==== Selection ====

Under the terms of the United Nations Convention on the Law of the Sea, the International Seabed Authority (ISBA) held its inaugural session in Kingston, Jamaica, from 16-18 November 1994. The meeting, which was attended by 80 member and 17 observer countries, served as both a commemoration of the long and eventually successful negotiations to achieve a widely accepted Law of the Sea treaty and as the initiation of the ISBA as the organization that will oversee activities related to the exploration and exploitation of the resources of the deep seabed. Discussions regarding the implementation of the Convention in other areas continued informally, particularly with regard to the establishment of the International Tribunal for the Law of the Sea.

The November meeting did not grapple with either procedural or substantive issues. Instead, it provided an opportunity for Parties to express their views on both the past and the future. There was universal acceptance of the agreement opened for signature in July 1994, that modified the provisions of the Convention with regard to the deep seabed. This agreement substantially revised the seabed provisions of the Convention and many countries, both developed and industrialized, felt it necessary to reconfirm support for it.

On the Monday following the ISBA session, Parties to the Convention and signatories to the July agreement met in New York to address the creation of the International Tribunal for Law of the Sea. The parties agreed, in light of the fact that many countries are still in the ratification process, to postpone the appointment of members of the Tribunal until 1996.

====

Task A: In the Law of the Sea selection, where and when did the International Seabed Authority hold its inaugural session?

==== Supplied records ====

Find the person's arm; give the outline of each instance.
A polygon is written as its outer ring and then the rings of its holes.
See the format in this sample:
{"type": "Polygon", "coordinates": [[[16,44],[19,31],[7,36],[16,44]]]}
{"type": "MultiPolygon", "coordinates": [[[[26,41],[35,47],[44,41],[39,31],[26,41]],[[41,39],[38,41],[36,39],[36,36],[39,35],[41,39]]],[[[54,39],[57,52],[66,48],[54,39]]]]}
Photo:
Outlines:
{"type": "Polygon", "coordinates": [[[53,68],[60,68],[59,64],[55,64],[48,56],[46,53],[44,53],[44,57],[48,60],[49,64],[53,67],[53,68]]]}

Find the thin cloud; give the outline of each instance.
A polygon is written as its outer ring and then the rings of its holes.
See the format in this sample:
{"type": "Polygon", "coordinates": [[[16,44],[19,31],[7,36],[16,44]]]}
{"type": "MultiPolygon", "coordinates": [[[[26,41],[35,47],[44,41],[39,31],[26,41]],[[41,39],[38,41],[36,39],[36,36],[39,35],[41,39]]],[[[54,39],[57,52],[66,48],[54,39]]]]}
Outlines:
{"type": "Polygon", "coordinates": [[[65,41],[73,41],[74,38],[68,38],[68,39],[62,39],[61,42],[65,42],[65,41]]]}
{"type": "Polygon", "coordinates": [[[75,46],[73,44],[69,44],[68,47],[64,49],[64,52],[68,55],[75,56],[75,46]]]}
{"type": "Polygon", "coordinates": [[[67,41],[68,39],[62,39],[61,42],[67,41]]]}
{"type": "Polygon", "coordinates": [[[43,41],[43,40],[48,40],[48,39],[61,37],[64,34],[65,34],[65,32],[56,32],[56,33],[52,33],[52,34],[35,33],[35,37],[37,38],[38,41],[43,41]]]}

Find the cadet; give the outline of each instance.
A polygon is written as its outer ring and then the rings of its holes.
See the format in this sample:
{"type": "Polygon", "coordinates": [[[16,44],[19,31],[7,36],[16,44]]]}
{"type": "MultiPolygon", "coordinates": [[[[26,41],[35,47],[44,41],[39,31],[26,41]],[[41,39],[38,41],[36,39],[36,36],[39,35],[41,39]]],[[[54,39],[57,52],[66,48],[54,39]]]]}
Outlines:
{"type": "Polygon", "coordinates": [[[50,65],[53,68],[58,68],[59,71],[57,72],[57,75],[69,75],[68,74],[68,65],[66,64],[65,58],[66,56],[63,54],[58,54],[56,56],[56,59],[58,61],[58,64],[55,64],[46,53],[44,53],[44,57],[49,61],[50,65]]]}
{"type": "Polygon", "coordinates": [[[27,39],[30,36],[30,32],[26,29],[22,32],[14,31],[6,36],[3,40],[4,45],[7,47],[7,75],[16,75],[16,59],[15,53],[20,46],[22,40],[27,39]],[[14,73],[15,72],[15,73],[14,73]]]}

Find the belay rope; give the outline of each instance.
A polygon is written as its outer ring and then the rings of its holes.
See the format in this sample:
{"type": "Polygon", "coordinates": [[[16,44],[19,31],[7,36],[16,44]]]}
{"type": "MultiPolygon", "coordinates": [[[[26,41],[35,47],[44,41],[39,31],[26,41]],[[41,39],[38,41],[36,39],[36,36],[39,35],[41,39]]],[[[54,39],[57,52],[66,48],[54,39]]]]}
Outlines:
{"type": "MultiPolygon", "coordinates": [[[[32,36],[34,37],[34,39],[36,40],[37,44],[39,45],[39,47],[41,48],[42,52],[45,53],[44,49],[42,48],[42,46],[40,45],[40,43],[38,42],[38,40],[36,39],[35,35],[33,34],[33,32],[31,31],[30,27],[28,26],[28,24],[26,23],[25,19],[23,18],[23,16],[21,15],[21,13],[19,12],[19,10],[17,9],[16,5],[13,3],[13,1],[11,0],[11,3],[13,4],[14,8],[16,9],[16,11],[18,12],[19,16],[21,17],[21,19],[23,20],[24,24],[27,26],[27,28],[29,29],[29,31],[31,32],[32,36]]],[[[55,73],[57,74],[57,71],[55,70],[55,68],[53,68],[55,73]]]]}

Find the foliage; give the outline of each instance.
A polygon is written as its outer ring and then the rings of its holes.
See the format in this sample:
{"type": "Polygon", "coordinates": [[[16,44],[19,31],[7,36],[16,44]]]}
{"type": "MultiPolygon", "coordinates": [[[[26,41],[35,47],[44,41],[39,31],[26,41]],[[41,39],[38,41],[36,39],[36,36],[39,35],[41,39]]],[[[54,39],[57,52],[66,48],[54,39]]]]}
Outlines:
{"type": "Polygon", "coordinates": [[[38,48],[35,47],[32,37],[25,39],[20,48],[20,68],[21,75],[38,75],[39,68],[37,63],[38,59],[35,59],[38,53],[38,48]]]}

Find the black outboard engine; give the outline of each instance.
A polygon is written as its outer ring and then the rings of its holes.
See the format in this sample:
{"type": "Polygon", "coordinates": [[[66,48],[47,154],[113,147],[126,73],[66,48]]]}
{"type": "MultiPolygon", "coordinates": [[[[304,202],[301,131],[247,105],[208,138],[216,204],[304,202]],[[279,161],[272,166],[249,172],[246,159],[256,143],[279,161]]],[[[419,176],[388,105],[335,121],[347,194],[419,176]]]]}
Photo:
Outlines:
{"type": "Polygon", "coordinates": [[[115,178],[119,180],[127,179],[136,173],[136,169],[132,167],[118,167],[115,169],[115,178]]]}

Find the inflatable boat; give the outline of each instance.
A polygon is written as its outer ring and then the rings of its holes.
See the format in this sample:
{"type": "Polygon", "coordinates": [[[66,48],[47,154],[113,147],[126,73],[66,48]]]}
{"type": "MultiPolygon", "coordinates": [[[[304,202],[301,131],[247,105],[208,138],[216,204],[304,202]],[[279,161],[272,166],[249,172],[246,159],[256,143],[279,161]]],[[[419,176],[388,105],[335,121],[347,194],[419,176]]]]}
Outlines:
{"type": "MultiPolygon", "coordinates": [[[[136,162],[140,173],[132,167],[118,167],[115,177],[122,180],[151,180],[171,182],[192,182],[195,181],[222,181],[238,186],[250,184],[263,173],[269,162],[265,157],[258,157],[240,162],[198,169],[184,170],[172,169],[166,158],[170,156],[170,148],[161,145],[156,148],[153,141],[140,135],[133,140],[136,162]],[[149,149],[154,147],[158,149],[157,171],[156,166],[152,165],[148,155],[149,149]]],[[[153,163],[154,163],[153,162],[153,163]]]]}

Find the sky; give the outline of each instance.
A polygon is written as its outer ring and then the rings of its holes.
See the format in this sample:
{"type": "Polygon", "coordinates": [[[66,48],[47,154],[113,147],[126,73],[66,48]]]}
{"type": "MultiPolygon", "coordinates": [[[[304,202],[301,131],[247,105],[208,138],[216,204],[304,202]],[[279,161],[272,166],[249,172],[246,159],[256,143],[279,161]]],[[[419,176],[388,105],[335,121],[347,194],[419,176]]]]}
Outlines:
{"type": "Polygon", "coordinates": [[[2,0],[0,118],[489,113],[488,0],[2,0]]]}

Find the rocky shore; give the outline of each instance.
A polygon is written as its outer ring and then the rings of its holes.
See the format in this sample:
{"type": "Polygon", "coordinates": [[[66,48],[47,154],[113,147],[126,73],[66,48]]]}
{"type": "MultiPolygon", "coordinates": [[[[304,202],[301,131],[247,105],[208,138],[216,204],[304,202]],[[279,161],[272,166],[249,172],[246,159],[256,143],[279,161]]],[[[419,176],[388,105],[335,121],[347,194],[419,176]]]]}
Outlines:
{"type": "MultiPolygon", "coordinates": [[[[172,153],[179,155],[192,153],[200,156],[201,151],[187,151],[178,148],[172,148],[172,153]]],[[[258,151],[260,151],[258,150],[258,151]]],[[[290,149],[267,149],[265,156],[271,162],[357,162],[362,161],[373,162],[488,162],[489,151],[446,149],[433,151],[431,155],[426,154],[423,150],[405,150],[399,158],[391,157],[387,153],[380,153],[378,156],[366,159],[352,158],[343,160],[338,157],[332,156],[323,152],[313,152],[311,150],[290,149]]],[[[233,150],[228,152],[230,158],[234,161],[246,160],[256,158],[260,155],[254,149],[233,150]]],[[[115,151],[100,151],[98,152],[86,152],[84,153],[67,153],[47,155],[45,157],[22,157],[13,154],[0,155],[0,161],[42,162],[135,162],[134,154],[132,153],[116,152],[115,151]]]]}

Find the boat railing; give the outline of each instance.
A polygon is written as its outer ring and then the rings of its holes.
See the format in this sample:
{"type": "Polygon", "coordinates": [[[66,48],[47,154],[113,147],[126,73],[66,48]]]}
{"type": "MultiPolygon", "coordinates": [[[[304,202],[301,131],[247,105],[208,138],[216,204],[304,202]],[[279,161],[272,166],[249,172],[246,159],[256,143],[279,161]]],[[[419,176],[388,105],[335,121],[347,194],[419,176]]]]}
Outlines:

====

Task B: Transcribe the dataset entries word for word, beginning at the line that contains "Find the boat" and continuing through the last line of the entries.

Correct output A: In Kingston, Jamaica, from 16-18 November 1994.

Correct output B:
Find the boat railing; give the outline of each instance.
A polygon is written as its outer ring and then the rings of its holes.
See the format in this sample:
{"type": "Polygon", "coordinates": [[[66,48],[47,154],[113,147],[126,73],[66,48]]]}
{"type": "MultiPolygon", "coordinates": [[[[304,202],[301,131],[247,105],[208,138],[216,204],[304,202]],[[279,161],[272,166],[249,172],[246,159],[256,143],[279,161]]],[[[419,176],[388,105],[335,121],[347,194],[419,176]]]]}
Outlines:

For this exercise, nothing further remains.